------ Source material
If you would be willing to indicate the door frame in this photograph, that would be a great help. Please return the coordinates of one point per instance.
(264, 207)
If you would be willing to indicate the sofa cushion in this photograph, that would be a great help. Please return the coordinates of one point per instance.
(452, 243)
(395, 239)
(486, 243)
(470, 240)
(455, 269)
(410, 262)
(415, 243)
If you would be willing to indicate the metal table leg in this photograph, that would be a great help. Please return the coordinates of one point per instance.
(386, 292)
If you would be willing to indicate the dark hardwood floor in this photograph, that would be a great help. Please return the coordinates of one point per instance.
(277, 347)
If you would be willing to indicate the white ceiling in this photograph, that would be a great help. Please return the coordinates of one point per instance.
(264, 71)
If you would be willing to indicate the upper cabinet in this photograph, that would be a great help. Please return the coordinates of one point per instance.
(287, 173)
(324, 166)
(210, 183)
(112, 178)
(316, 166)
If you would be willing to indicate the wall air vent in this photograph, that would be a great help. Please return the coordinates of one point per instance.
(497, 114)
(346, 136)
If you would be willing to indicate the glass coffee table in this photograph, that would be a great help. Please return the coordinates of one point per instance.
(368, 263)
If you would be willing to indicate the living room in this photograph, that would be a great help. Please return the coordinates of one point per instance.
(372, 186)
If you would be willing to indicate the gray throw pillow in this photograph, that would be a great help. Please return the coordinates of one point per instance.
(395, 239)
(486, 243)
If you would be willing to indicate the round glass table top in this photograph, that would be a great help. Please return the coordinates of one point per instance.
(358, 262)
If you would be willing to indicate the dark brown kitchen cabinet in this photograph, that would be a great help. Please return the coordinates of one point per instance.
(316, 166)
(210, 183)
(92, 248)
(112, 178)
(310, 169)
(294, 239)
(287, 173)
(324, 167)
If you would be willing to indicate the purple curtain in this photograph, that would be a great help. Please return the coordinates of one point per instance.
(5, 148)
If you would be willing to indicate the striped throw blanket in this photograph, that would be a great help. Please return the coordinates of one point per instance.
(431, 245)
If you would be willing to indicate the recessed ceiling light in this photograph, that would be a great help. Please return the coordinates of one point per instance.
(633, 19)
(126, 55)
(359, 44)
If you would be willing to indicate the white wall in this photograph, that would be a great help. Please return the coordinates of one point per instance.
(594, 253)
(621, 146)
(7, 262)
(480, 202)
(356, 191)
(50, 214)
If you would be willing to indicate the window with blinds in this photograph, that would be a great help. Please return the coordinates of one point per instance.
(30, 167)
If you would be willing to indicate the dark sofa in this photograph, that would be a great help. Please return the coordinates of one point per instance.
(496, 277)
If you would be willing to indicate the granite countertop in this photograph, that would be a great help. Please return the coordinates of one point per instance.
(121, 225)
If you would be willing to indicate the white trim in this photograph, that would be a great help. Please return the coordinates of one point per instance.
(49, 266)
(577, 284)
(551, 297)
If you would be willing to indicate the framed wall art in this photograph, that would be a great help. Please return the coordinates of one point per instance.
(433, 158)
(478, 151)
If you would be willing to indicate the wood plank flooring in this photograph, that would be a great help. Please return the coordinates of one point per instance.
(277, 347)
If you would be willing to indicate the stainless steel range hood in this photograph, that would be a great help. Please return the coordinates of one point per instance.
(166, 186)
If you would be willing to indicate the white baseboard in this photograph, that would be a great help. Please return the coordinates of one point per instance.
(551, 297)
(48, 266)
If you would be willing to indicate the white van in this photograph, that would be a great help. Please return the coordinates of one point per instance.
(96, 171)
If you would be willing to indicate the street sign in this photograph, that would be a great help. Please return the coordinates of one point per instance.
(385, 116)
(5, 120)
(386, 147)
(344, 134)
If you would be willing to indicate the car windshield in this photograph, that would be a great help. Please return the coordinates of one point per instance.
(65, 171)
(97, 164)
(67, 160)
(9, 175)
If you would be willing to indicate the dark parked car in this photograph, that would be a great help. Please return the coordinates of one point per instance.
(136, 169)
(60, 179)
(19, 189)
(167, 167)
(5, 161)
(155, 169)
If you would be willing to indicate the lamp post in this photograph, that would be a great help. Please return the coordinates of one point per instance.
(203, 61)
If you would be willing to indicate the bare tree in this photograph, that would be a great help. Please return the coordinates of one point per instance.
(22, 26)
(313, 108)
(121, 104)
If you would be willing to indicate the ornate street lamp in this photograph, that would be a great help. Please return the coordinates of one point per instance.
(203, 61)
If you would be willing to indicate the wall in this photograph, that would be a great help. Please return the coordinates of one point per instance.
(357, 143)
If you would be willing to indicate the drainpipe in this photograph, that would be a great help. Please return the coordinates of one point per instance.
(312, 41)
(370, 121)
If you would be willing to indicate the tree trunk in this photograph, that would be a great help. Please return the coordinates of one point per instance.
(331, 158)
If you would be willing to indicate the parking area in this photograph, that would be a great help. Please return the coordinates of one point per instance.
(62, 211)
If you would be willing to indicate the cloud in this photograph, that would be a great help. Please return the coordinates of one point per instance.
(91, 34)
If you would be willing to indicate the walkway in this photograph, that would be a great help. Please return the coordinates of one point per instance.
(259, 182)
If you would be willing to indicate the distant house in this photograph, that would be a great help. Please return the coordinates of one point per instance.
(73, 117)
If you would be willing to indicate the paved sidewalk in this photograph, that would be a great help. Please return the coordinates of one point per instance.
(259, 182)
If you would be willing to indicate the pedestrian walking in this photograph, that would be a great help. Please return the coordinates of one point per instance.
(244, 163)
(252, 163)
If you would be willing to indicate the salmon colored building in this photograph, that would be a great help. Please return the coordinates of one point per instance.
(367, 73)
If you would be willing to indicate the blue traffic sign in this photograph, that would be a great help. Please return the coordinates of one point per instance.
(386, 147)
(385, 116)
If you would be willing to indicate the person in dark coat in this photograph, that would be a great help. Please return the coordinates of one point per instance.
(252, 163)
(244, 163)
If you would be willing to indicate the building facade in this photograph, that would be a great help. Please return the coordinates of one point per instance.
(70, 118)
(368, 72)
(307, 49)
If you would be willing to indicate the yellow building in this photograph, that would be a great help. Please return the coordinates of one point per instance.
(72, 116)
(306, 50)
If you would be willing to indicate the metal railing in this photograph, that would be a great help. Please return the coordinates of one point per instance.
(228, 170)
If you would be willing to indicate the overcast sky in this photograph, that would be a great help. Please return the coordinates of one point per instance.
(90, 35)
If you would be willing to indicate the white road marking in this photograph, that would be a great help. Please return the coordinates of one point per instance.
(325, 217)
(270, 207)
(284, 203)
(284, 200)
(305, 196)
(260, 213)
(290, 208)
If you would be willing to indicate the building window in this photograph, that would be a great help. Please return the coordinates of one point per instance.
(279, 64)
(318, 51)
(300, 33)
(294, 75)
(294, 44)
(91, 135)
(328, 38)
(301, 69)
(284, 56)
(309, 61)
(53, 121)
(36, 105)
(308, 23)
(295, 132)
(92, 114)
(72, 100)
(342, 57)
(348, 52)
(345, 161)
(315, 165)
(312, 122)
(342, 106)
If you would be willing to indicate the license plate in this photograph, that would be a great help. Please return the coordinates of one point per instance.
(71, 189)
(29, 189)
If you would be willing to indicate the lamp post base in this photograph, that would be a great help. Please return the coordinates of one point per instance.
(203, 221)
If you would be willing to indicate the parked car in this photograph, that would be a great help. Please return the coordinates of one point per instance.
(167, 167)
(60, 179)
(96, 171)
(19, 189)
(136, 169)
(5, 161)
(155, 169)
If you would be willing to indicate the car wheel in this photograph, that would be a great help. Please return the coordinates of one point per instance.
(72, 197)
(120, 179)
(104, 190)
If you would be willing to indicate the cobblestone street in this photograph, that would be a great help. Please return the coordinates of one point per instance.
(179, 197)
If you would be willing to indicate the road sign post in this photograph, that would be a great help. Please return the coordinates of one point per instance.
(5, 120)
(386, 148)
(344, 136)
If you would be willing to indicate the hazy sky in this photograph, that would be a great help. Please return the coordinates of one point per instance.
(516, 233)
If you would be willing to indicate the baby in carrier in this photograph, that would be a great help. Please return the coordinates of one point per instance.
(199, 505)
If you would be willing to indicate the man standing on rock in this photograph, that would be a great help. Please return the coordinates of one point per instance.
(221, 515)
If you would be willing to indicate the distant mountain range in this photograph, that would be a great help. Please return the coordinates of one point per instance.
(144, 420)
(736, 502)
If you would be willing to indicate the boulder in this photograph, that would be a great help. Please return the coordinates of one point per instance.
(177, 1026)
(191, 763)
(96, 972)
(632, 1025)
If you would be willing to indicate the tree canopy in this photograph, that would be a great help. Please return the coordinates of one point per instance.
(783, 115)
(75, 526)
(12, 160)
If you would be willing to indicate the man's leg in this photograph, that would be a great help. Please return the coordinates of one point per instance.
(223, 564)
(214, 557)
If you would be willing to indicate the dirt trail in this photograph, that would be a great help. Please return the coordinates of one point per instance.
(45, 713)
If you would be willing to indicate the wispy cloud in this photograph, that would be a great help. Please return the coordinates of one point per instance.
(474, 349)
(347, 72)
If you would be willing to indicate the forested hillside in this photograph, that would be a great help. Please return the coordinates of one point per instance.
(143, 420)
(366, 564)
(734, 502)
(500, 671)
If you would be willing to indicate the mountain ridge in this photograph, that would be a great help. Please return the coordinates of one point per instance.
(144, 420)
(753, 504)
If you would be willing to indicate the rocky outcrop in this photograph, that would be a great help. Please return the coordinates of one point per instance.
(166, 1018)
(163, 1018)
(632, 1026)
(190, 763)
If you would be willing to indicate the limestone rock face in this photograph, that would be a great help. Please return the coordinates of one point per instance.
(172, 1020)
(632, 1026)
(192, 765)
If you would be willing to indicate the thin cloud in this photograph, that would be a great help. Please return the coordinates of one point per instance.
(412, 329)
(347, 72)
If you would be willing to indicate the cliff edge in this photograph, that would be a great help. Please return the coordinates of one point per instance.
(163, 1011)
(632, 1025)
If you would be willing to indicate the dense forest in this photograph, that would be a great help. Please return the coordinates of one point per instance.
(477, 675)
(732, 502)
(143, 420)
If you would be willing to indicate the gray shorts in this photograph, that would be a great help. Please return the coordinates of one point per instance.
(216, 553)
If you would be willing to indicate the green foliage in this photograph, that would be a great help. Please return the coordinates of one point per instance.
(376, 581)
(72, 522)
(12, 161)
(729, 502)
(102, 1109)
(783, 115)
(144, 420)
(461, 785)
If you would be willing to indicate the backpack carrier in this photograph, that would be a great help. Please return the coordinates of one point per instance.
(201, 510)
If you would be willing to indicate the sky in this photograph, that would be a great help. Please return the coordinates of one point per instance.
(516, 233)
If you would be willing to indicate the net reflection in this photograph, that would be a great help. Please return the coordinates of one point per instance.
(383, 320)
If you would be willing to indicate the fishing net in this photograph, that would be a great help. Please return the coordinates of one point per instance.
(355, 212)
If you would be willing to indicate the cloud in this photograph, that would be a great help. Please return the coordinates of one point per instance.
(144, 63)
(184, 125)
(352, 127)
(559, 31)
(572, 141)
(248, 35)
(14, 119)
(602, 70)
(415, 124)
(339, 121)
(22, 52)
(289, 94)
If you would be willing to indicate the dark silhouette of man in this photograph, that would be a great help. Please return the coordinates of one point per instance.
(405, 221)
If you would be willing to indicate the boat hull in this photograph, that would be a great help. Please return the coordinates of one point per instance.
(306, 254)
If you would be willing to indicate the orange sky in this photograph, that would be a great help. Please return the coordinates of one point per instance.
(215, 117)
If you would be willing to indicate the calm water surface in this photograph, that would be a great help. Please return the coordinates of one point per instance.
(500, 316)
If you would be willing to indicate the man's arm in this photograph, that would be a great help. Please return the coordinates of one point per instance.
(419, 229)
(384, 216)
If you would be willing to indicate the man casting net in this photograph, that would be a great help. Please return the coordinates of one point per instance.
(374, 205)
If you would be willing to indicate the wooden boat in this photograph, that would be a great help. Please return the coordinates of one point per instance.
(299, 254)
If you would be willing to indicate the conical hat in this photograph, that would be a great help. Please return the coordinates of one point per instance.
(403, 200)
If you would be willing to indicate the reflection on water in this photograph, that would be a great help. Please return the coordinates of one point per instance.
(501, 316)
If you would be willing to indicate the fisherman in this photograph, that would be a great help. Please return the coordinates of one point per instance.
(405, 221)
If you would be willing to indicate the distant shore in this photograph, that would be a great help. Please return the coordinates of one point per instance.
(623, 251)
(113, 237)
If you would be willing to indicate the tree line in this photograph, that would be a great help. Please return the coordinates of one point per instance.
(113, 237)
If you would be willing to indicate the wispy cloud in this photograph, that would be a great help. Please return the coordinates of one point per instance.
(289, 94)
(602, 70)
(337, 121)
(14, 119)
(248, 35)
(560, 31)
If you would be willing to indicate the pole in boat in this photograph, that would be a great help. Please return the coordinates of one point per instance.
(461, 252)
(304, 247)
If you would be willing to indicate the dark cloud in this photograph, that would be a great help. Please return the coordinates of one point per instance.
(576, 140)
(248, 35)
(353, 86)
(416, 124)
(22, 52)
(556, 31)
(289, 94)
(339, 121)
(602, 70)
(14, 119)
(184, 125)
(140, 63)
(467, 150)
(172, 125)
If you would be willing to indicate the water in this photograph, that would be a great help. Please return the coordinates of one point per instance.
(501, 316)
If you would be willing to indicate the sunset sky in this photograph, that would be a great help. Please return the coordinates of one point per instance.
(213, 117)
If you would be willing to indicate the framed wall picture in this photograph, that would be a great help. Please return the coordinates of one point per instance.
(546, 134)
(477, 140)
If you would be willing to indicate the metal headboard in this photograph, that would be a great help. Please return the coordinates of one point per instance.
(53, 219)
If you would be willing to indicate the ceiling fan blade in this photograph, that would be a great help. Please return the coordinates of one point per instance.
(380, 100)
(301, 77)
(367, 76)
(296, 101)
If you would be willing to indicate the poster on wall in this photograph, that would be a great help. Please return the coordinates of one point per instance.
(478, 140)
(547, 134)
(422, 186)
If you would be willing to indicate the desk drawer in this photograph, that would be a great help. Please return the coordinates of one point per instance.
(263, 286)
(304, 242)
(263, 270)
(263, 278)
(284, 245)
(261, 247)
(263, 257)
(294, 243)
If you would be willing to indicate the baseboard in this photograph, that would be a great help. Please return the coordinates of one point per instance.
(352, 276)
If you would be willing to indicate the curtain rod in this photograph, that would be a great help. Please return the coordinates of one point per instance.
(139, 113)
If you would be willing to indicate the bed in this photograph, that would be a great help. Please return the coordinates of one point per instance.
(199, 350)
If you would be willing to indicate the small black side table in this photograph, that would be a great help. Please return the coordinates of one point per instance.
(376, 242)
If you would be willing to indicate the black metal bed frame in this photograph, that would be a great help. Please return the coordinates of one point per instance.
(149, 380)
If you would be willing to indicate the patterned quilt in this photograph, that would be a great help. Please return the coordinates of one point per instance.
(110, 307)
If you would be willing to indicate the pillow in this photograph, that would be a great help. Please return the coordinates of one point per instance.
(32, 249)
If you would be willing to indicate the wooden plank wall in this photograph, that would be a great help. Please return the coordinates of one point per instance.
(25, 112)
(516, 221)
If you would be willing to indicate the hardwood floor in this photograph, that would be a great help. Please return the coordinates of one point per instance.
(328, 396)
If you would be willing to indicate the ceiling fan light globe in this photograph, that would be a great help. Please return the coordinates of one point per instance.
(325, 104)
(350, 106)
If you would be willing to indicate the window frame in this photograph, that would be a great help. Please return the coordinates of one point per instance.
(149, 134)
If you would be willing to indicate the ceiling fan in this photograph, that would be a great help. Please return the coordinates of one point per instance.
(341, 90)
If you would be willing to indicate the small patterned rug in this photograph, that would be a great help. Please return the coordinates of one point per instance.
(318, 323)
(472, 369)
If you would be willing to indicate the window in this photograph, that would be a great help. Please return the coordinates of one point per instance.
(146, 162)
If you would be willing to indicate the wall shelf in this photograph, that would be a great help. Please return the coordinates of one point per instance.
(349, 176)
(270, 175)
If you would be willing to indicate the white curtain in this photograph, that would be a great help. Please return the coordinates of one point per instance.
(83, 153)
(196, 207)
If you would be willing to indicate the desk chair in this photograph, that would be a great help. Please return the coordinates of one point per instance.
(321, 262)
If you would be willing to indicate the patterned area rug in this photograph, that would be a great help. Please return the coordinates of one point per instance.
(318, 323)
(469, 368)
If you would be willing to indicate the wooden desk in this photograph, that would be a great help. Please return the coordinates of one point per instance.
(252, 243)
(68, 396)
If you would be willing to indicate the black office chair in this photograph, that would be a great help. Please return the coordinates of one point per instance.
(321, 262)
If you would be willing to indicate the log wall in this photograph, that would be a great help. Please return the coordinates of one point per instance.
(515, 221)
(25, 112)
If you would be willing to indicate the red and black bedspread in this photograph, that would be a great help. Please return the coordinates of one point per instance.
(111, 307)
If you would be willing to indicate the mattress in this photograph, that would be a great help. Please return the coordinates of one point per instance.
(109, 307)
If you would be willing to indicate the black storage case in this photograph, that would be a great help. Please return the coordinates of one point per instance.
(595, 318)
------------
- **Exercise task**
Repeat, with no changes, each line from the one with "If you would be willing to indicate the red" to the end of the listing, including both ends and nothing else.

- **Task response**
If you would be willing to indicate the red and black bedspread in this photograph, that would be a great help. Please return the coordinates of one point per instance.
(111, 307)
If you would be willing to indicate the mattress in this photograph, that would be a great help. Please return the coordinates of one point per instance.
(109, 307)
If you would be willing to indicate the black storage case in this photograph, that would be a great help. Please return the coordinates of one point per instance.
(595, 318)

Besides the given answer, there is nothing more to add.